*EXCERPTED TEXT:*
Automations need a working definition, which means a threshold. A sound default is 14 days of inactivity in an open stage. That is the dormant default we install, and firms tune it against their own stage-aging data: urgent practice areas justify a shorter window, slow-deciding matters a longer one. The rule must be explicit, because staleness triggers act on rules, not feelings.
The threshold only means something if your stages do. If leads, active clients, and closed files share loose stages, inactivity cannot be measured. The Lawmatics intake pipeline guide covers stage design; get that right before wiring reactivation on top of it.
Why dead leads are worth working
The value of a dead-lead list comes from a plain accounting fact: the acquisition cost is already sunk. Every record on the list represents marketing money and intake labor that left the building long ago. A new lead requires new spend before it exists. A dormant lead requires a short sequence of plain emails that cost almost nothing to send. When one of them books, the revenue attaches to spend you had already written off. That is the entire premise, and it is why the product page for this system describes the outcome as recovering revenue you already paid to acquire.
Notice what the argument does not include: a recovery percentage. How much of a given list will respond depends on how old it is, why the leads stalled, which practice areas they came from, and how the firm handled them the first time around. None of that is knowable from the outside, so distrust anyone who quotes a recovery rate without seeing your list. The honest claim is qualitative. The downside of a disciplined pass is a handful of unsubscribes from people who were never coming back. The upside is consultations from leads you already paid for.
If you would rather buy this as an installed system than run it as a project, that is what the Ghost Revival Engine is. The rest of this guide teaches the mechanics, so you can build the sequence yourself or judge a packaged one with clear eyes.
Segment before you write a single email
A reactivation blast that treats every dormant lead the same reads like a newsletter, and these people already ignored your newsletters. The reason a lead went quiet dictates the message it should receive, so the first real work is splitting the list. Three segments cover most law firm pipelines.
- Went quiet before a consult. They inquired, maybe traded one email, and never booked. The obstacle was commitment or timing. The message asks one thing: is this still a problem you need solved? Make booking trivial and make no an acceptable answer.
- No-showed and never rebooked. They wanted the consultation enough to book it, then life interfered and rebooking felt awkward. The message removes the awkwardness: no scolding, just an open door and a scheduling link. If no-shows are a recurring leak rather than a one-time accident, fix the forward-looking side as well; the guide to cutting no-shows in Lawmatics covers reminder cascades and reschedule paths.

*PROMPT:*
Reproduce word for word the portion of the dormant-lead reactivation guide between "If you would" and "law firm pipelines.", inclusive.

*SUPPLIED MATERIAL:*

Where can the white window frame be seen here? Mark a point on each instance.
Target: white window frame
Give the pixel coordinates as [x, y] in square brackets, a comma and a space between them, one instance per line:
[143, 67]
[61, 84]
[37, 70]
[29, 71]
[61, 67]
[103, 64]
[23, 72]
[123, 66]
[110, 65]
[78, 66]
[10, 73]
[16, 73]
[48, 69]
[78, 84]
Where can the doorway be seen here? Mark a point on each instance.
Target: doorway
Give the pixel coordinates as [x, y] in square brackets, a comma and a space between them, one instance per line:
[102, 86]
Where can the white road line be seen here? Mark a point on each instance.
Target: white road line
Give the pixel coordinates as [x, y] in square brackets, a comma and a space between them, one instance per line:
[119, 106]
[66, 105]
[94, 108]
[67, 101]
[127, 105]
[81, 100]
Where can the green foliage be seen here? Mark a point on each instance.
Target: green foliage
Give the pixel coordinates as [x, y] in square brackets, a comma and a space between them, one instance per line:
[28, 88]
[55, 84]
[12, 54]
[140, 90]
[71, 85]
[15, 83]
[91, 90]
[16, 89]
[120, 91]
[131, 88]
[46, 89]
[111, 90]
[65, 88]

*ANSWER TO THIS TASK:*
If you would rather buy this as an installed system than run it as a project, that is what the Ghost Revival Engine is. The rest of this guide teaches the mechanics, so you can build the sequence yourself or judge a packaged one with clear eyes.
Segment before you write a single email
A reactivation blast that treats every dormant lead the same reads like a newsletter, and these people already ignored your newsletters. The reason a lead went quiet dictates the message it should receive, so the first real work is splitting the list. Three segments cover most law firm pipelines.